| Tasks to perform |
**a)** In the passage on analytics investment, which measure did the authors use to represent organizational slack?
**b)** Carry the passage on analytics investment forward from its final sentence.

| Passage to read |
○ ○ ○ ○ ○ ○ ○
A strong case for including organizational slack as a factor influencing IT investment is made by Ravichandran, Han, and Hasan [2009]. Organizational slack is defined as the availability of resources above and beyond those necessary for meeting immediate business requirements [Cyert and March 1963; Nohria and Gulati 1996], Ravichandran, Han, and Hasan [2009] argued that firms that have more slack have better access to the funds needed for IT investment and indeed found that highly leveraged firms (having lower levels of organizational slack) tended to have lower levels of IT investment. In our analysis, we used the firm's debt/equity ratio to represent organizational slack (noting that increases in the debt/equity ratio are associated with decreased organizational slack).

Controlling for industry appears to be commonplace in studies of IT investment. Ravichandran, Han, and Hasan [2009] included sector dummy variables, while other researchers restricted themselves to studying a single sector or type of sector [Steiner and Teixeira 1990; Harris and Katz 1991], To the extent that analytics can be thought of as an innovative form of IT, the work of Aghion and others [2005] suggests that industry competitiveness in particular might influence the investment decision. These authors presented theoretical arguments and empirical evidence that innovation first increases but eventually decreases as an industry moves toward perfect competition. In light of this aspect of the literature, we opted to include a measure of industry competitiveness in our model of the investment decision. We followed the example of Aghion and others [2005], who used a measure of industry competitiveness based on the industry mean value of operating profit minus financial cost (as a percent of sales). Given that their findings were robust to excluding financial cost, we chose to measure industry competitiveness using the industry median net income margin, as a percent of net sales (noting that increases in the industry median net income margin are associated with decreases in industry competitiveness).

To the extent that these measurements for firm size, organizational slack, and industry competitiveness were available, we supplemented the records in the IBM database with corporate information from public sources (specifically, S&P Capital IQ and Bloomberg). Unfortunately, these data were largely unavailable for privately held corporations, nonprofit organizations, and government agencies. Though the number of usable observations shrank accordingly in this analysis, the sample size remained large enough to support our statistical analysis.

We used this specification to estimate a binary logit model with decision to invest as the dependent variable, in order to determine whether the IBM measurements of analytics capabilities could be useful for predicting these decisions. The model was estimated with and without dummy variables reflecting the firm's geographical location as additional controls. The results of this estimation are presented in Table 2.

Most notably, the significant coefficient associated with the client's self-assessed level of analytics capability suggests that the IBM measurement of capability in fact did have a meaningful weight in predicting the client's decision to purchase analytics software and hardware from IBM within the given time frame. In line with the results of Xavier, Srinivasan, and Thamizhvanan [2011], the estimation results suggest that a firm with a greater level of analytics capability is more likely to invest in additional analytics.

Of the other three independent variables included in the model, only firm size and industry competitiveness demonstrated significant effects. As expected, estimation results suggested that larger firms were more likely to invest in analytics. The results also suggested that firms in less competitive industries were more likely to invest in analytics, reflecting one portion of the inverted-U relationship discussed by Aghion and others [2005]. (2) These results could be associated with expenditures on analytics being a relatively larger burden in terms of overhead for firms that are small in terms of physical size or profit margin.
○ ○ ○ ○ ○ ○ ○
Items listed in a dataset:
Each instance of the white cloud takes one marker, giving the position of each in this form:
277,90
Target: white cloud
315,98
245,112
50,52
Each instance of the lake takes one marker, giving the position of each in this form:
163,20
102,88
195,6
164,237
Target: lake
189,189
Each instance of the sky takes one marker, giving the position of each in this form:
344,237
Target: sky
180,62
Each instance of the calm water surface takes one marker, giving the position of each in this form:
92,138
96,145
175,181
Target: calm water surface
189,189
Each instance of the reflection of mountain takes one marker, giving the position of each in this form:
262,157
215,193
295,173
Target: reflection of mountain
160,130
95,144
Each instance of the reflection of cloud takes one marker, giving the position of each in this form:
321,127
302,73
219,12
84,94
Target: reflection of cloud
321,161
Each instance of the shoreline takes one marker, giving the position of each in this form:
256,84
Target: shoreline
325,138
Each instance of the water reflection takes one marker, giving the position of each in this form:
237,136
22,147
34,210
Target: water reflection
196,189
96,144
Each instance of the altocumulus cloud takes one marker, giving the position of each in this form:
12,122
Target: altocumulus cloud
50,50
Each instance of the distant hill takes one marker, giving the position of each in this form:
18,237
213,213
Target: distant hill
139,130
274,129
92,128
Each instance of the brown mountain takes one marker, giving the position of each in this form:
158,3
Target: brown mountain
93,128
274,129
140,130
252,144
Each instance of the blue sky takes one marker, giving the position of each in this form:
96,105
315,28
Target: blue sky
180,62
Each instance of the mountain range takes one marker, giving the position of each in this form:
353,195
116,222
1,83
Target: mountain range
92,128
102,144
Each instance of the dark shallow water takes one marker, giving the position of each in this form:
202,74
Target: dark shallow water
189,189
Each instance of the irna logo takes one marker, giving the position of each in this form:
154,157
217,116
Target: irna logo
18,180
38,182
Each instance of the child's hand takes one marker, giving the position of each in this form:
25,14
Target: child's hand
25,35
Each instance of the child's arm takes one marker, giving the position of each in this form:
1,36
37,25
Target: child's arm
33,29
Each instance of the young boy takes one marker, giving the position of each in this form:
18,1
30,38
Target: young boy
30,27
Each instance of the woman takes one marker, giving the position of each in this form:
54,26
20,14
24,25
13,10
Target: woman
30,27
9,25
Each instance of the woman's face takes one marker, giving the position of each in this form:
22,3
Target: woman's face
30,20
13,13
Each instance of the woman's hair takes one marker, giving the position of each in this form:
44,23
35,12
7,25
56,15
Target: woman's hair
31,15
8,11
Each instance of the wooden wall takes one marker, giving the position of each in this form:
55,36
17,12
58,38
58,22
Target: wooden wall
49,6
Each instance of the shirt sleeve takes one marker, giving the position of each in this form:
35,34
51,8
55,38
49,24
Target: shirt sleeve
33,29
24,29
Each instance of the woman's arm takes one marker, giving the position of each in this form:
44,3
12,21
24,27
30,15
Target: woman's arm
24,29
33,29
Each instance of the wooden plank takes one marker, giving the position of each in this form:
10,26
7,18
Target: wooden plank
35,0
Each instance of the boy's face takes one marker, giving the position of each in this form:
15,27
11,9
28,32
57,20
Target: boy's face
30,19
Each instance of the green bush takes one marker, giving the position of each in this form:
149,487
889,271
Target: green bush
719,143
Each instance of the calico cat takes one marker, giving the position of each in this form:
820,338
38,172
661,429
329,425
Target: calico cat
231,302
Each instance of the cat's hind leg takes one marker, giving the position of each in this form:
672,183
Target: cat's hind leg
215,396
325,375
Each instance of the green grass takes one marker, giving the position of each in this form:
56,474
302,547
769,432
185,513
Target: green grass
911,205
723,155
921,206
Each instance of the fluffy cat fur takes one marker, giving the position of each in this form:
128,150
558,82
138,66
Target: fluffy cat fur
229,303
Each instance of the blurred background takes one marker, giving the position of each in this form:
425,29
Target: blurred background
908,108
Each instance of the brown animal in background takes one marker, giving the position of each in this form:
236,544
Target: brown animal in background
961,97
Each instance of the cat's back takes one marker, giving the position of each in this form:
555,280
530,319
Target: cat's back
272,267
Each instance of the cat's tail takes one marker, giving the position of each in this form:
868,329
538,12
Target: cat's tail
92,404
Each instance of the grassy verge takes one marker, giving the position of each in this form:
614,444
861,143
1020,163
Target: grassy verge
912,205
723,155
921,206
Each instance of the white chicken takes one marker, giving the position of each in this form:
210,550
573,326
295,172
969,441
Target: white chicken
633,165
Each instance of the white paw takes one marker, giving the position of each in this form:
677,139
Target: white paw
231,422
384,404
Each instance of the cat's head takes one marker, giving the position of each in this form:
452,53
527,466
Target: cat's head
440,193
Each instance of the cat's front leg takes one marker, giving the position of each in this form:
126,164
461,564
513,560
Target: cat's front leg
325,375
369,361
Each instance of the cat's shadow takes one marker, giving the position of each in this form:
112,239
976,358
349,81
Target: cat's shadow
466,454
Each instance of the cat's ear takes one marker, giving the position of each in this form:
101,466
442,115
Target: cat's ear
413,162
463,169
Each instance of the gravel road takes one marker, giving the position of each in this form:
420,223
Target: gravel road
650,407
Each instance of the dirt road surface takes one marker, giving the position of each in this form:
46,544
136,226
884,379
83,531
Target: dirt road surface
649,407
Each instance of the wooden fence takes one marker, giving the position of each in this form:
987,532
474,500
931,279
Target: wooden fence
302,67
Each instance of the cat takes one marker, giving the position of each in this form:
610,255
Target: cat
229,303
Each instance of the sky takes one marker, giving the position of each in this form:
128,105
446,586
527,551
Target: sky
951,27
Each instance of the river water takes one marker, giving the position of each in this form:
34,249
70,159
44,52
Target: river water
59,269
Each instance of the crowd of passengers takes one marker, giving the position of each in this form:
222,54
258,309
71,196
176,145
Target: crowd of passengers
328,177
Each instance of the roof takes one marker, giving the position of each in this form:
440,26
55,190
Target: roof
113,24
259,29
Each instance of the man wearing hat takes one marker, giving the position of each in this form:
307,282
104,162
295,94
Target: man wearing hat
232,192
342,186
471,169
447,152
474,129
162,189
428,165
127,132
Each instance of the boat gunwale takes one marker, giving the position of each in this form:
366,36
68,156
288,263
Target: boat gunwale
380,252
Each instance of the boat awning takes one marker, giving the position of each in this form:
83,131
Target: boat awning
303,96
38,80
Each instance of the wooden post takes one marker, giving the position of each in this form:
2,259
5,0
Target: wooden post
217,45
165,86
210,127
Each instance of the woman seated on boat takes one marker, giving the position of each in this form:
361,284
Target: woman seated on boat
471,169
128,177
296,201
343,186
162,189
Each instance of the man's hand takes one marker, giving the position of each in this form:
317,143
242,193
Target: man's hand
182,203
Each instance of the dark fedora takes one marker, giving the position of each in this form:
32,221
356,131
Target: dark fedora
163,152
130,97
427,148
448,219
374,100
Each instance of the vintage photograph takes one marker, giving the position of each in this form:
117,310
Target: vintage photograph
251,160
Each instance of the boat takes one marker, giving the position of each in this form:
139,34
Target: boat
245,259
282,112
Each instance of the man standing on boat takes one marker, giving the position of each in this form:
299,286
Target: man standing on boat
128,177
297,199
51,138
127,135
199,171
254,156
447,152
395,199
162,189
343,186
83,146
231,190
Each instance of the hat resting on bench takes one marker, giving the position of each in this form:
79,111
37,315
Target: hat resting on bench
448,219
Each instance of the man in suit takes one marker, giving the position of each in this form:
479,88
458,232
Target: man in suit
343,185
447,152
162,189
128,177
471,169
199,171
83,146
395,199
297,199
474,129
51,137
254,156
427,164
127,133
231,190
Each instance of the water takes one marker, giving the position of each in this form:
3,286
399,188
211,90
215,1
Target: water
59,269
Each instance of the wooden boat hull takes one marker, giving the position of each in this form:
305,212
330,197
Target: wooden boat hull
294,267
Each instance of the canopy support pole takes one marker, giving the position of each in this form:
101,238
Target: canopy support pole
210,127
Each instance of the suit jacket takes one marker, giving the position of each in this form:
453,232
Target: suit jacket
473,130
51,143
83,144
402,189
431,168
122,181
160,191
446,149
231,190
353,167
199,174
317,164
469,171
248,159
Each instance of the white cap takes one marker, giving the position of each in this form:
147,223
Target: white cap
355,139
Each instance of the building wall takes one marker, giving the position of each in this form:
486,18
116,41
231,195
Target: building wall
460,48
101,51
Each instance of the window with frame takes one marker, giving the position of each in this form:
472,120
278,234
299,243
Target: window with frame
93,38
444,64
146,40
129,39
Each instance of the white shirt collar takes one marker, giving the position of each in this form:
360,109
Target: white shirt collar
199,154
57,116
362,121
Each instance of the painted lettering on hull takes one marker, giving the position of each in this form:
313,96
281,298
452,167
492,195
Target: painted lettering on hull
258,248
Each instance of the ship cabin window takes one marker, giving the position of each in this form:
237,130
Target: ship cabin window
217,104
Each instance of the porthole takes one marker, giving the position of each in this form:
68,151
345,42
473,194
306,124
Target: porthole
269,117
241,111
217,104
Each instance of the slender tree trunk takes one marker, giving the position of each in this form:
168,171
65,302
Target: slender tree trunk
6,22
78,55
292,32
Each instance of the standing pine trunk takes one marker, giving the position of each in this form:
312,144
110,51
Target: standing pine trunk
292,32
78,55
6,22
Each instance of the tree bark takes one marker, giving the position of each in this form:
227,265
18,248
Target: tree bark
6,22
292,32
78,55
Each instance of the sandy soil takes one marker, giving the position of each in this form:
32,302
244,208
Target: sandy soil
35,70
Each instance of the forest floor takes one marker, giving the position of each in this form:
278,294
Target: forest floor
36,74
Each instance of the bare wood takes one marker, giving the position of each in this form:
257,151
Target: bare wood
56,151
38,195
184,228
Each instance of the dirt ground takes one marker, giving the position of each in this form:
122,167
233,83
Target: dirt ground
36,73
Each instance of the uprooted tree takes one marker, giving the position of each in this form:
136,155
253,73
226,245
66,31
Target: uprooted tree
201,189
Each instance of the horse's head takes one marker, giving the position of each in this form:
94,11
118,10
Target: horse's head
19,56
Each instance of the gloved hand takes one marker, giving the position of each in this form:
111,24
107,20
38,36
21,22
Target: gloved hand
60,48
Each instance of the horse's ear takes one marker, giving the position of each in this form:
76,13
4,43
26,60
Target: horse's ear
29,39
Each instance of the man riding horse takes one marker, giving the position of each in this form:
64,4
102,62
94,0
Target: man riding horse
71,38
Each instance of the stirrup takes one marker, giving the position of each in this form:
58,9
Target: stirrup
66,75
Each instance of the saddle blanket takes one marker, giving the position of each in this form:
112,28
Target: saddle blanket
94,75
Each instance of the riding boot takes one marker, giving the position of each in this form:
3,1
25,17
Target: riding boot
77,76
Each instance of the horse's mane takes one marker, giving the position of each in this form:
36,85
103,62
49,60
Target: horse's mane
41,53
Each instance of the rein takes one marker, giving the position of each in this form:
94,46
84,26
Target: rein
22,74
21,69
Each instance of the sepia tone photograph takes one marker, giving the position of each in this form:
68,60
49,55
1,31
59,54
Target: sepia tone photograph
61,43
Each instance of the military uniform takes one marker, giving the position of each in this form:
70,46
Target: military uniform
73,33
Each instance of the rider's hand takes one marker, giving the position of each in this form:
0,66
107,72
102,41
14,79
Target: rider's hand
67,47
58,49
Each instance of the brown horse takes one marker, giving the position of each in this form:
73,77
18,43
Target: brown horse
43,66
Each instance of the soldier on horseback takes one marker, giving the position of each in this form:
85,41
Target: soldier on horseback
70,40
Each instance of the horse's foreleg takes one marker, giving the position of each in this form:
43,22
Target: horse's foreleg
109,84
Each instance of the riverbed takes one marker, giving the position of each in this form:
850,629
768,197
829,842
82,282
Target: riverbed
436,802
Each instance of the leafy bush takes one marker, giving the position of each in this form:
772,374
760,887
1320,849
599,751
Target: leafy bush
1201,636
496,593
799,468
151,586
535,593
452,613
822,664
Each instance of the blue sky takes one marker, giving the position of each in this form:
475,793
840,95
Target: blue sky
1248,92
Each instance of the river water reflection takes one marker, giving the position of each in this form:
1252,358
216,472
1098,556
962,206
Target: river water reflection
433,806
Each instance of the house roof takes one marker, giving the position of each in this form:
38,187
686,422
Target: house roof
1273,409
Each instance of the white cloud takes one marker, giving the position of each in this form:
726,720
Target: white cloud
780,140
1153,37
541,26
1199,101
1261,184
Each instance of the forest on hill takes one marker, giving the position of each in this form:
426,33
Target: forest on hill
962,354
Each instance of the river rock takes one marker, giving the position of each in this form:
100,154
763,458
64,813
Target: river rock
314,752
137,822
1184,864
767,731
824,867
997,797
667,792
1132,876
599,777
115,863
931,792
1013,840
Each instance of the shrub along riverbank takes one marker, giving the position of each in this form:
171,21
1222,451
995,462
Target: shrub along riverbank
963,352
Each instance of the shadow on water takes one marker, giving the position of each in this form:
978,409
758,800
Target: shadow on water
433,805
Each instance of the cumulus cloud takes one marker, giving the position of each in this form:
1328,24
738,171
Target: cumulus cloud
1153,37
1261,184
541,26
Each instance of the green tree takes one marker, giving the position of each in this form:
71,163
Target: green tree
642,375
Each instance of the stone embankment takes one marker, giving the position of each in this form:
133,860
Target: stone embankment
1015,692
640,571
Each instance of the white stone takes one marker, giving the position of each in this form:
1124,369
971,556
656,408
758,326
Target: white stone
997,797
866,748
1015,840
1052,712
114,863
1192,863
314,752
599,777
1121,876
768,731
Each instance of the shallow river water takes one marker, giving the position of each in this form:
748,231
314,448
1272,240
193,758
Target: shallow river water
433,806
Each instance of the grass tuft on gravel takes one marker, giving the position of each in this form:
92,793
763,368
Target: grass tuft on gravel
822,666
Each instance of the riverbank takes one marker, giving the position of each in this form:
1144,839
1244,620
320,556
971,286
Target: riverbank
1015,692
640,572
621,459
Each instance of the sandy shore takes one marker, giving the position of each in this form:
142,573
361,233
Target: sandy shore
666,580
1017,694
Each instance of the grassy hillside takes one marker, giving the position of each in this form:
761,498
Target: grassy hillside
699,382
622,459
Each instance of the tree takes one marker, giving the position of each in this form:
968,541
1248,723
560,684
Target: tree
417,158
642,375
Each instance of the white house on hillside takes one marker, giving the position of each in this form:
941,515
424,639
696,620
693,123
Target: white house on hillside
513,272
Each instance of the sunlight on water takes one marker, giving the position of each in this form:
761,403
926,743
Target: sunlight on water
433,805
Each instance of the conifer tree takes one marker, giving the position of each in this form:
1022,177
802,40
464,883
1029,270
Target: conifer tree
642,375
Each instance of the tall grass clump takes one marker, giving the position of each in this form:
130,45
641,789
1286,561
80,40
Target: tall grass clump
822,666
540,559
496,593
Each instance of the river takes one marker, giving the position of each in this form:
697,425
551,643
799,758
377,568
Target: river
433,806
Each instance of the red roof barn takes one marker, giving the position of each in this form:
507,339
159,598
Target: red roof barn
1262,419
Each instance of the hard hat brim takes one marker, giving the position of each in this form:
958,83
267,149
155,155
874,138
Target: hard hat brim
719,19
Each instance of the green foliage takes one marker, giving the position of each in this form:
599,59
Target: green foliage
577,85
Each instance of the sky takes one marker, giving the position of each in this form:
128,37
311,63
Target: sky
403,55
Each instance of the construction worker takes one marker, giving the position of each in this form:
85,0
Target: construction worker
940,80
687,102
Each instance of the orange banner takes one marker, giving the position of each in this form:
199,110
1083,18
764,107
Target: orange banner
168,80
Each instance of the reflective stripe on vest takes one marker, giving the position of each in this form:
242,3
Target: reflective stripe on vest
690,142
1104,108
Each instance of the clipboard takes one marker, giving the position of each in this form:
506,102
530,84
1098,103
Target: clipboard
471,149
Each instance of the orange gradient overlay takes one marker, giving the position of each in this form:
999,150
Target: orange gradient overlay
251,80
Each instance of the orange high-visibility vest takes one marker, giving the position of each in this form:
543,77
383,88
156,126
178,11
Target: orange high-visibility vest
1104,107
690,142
○ ○ ○ ○ ○ ○ ○
| Outputs by task |
**a)** The firm's debt/equity ratio.

**b)**
An alternative explanation of our results concerning the influence of industry competition follows from Ravichandran, Han, and Hasan [2009], who found that firms tended to imitate the IT investment intensity of their peers. Perhaps firms in more profitable industries will seek to imitate what they believe or know to be the high propensity for analytics investment in their industry. This behavior is consistent with choosing to invest in an industry that is more profitable, assuming that firms view investment in analytics as a pathway to greater profits.

Insignificant results for organizational slack as represented by the firm's debt/equity ratio were somewhat surprising to us, given the evidence presented by Ravichandran, Han, and Hasan [2009], However, the insignificance of this variable would probably come as no surprise to Bourgeois [1981, p. 30], who expressed the opinion that, though "certain public financial data" might serve "as a useful first cut in measuring slack," better measures could be had if researchers were able to "penetrate the organization's boundary to collect data from its managers."

The estimated logit results were able to predict correctly the investment decisions in 72.1 percent of firms in the sample. Only a small portion (2.7 percentage points) of the percentage correctly predicted came from the inclusion of the geographical controls. Omitting the organizational slack variable yielded very similar estimation results. (3)

Given the nature of the data used in this portion of our analysis, it must be noted that the estimation results may not apply to nonpublicly traded for-profit corporations.

4. Role in Explaining Profitability

A more advanced test of the usefulness of the IBM measurements of analytics capabilities lies in a search to find a link between firms' subjective assessments of analytics capabilities and subsequent profitability, a measurement of firm performance. The possibility of finding a link follows from the direct and indirect linkages found between IT capabilities and firm performance in some studies [Kim and others 2011]. To extend our search for the value of IBM capability measurements, we took a modest stab in this direction.

We were somewhat encouraged in this effort by the work of Brynjolfsson, Hitt, and Kim [2011], These authors created an index for data-driven decision making, based on senior executives' responses to three survey questions concerning the extent to which data were available and used in firms' business decisions. These authors used regression analysis to find a significant positive link between their index (an independent variable) and two of three measurements of business profitability (the dependent variable), holding constant certain other firm characteristics gleaned from the survey questionnaire. Additional regression analyses to explore the direction of causality were less definitive, leaving the authors unable to make inferences on the matter.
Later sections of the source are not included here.